== WHAT TO WORK ON ==
Return each line of the material below that contains the word "frozen".

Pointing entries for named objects
● ● ● ●

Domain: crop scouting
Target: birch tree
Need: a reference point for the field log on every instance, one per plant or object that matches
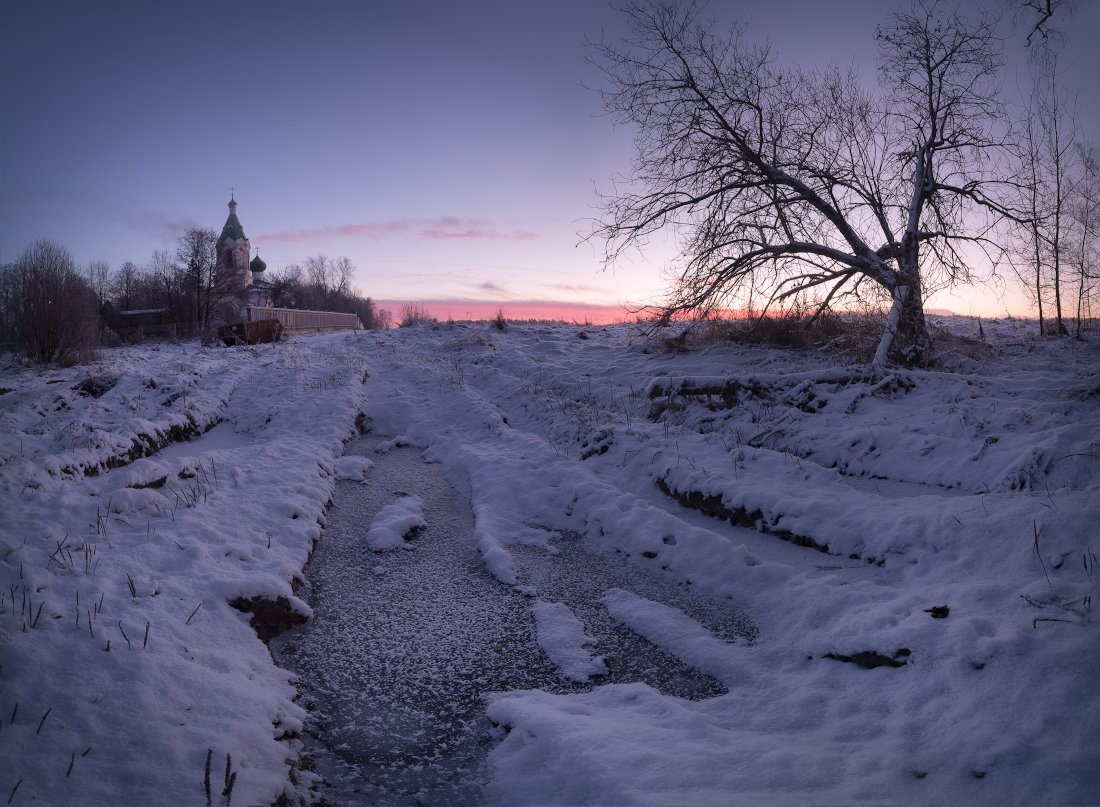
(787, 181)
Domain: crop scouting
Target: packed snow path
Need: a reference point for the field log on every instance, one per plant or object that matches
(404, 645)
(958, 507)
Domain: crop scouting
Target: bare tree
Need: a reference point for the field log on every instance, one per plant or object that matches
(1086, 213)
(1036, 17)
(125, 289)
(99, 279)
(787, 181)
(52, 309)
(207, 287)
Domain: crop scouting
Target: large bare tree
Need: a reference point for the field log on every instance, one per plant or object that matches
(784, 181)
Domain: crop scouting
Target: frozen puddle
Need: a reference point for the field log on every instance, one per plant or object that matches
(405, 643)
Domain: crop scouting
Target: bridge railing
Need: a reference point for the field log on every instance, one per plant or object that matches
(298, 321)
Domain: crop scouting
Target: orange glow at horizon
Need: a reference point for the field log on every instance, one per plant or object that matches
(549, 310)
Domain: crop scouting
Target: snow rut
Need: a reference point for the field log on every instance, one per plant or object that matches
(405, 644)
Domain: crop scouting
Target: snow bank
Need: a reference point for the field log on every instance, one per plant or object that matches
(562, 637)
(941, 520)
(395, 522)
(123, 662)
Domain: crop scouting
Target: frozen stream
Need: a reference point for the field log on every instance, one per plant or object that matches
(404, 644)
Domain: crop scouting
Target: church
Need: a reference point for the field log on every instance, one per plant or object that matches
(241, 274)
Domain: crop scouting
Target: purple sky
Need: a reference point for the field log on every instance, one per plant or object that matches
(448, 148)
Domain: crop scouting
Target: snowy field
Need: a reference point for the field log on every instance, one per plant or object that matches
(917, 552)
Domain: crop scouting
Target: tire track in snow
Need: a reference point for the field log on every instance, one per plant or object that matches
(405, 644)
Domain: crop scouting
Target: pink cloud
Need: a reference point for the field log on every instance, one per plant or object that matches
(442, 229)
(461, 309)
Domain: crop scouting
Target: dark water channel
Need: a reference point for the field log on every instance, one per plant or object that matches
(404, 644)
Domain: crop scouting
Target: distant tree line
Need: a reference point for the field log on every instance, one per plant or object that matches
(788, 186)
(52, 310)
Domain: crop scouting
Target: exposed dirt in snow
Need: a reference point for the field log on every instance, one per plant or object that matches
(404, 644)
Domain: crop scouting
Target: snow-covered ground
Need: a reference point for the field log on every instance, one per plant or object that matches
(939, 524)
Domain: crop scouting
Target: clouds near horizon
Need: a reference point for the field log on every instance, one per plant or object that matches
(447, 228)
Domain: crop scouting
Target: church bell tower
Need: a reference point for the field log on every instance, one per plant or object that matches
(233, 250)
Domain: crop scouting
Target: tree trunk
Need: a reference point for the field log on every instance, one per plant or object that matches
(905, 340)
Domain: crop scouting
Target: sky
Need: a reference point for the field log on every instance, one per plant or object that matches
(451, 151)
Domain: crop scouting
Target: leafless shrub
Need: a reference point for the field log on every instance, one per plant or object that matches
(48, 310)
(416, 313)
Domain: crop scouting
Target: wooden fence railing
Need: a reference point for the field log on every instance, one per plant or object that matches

● ● ● ●

== TASK OUTPUT ==
Target: frozen puddle
Target: frozen stream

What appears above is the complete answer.